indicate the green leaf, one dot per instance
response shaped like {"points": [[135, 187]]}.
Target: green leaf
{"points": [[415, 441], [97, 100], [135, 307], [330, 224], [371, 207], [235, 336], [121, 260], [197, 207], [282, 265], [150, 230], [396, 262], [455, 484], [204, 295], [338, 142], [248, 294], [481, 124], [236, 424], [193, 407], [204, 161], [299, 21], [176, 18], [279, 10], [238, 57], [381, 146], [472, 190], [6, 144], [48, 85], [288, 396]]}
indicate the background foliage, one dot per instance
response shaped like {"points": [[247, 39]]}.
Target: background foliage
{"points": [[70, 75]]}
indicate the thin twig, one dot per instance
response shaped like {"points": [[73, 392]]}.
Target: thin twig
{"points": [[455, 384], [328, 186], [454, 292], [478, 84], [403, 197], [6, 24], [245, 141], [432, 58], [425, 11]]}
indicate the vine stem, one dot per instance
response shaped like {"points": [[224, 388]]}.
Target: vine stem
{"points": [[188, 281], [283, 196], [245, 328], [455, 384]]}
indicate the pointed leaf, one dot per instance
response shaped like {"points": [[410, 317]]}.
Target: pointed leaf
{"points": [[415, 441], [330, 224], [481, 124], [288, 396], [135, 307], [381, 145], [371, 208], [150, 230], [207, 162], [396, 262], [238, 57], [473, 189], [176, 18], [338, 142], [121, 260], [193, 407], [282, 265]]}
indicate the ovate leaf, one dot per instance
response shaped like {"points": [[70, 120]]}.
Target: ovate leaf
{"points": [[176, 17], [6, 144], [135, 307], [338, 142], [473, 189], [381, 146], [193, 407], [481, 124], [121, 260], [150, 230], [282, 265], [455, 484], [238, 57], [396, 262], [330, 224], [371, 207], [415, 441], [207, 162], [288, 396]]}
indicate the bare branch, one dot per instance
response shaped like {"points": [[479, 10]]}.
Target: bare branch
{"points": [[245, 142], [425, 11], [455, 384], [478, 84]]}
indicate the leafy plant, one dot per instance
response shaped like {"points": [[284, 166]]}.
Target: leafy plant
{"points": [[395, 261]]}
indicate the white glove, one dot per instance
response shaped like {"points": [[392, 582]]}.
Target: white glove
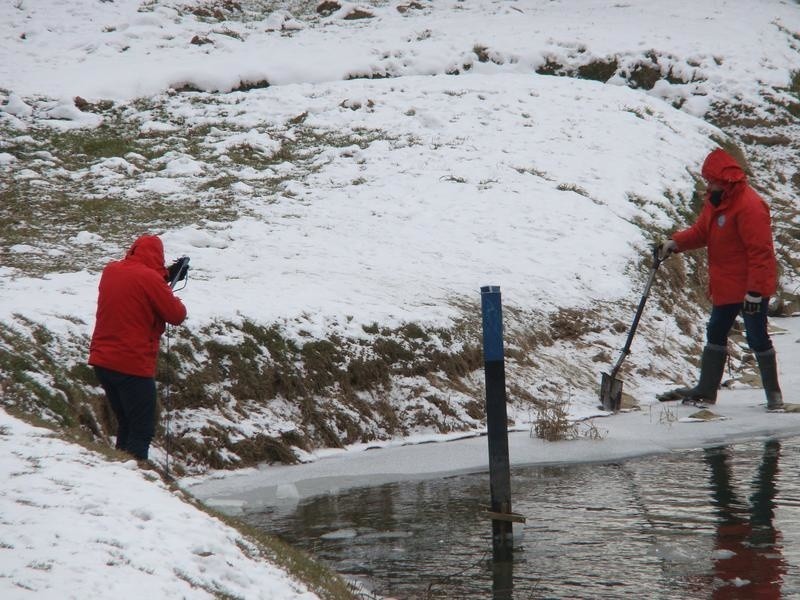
__________
What is being asked → Where a record holds a picture, skip the picture and copy everything else exactly.

Exercise response →
indicate the green leaf, one dot per instance
response shaped like {"points": [[135, 187]]}.
Target: green leaf
{"points": [[415, 441], [97, 100], [135, 307], [330, 224], [371, 207], [235, 336], [121, 260], [197, 207], [282, 265], [150, 230], [396, 262], [455, 484], [204, 295], [338, 142], [248, 294], [481, 124], [236, 424], [193, 407], [204, 161], [299, 21], [176, 18], [279, 10], [238, 57], [381, 146], [472, 190], [6, 144], [48, 85], [288, 396]]}
indicate the background foliage, one dot per instance
response shaped like {"points": [[247, 39]]}.
Target: background foliage
{"points": [[70, 75]]}
indicate the thin twig, one dot per instance
response shaped like {"points": [[73, 392]]}.
Target: thin twig
{"points": [[455, 384], [328, 186], [454, 292], [478, 84], [403, 197], [6, 24], [245, 141], [432, 58], [425, 11]]}
indicate the vine stem, one dot per instance
response shaped like {"points": [[224, 388]]}.
Target: vine stem
{"points": [[188, 281], [283, 196], [245, 328], [455, 384]]}
indicate the pointed leaf, one dot per instance
response shaped like {"points": [[410, 317]]}.
Target: pointed leaf
{"points": [[415, 441], [330, 224], [481, 124], [288, 396], [135, 307], [381, 145], [371, 208], [150, 230], [207, 162], [396, 262], [238, 57], [473, 189], [176, 18], [338, 142], [121, 260], [193, 407], [282, 265]]}
indicate the ovate leaf, one dot per instance
response shaped like {"points": [[70, 120]]}.
Target: ovate leaf
{"points": [[176, 17], [6, 144], [135, 307], [338, 142], [473, 189], [381, 146], [193, 407], [481, 124], [121, 260], [150, 230], [282, 265], [455, 484], [238, 57], [396, 262], [330, 224], [371, 207], [415, 441], [207, 162], [288, 396]]}
indicate the bare branch, one dot per instance
response shaped like {"points": [[479, 10]]}.
Target: bare branch
{"points": [[245, 142], [425, 11], [455, 384], [478, 84]]}
indicate the leafy plant, one dot per instance
response shaped like {"points": [[284, 166]]}.
Target: leafy plant
{"points": [[395, 261]]}
indicate the white glove, one dot per instance
response shaped like {"points": [[392, 582]]}.
Target: white glove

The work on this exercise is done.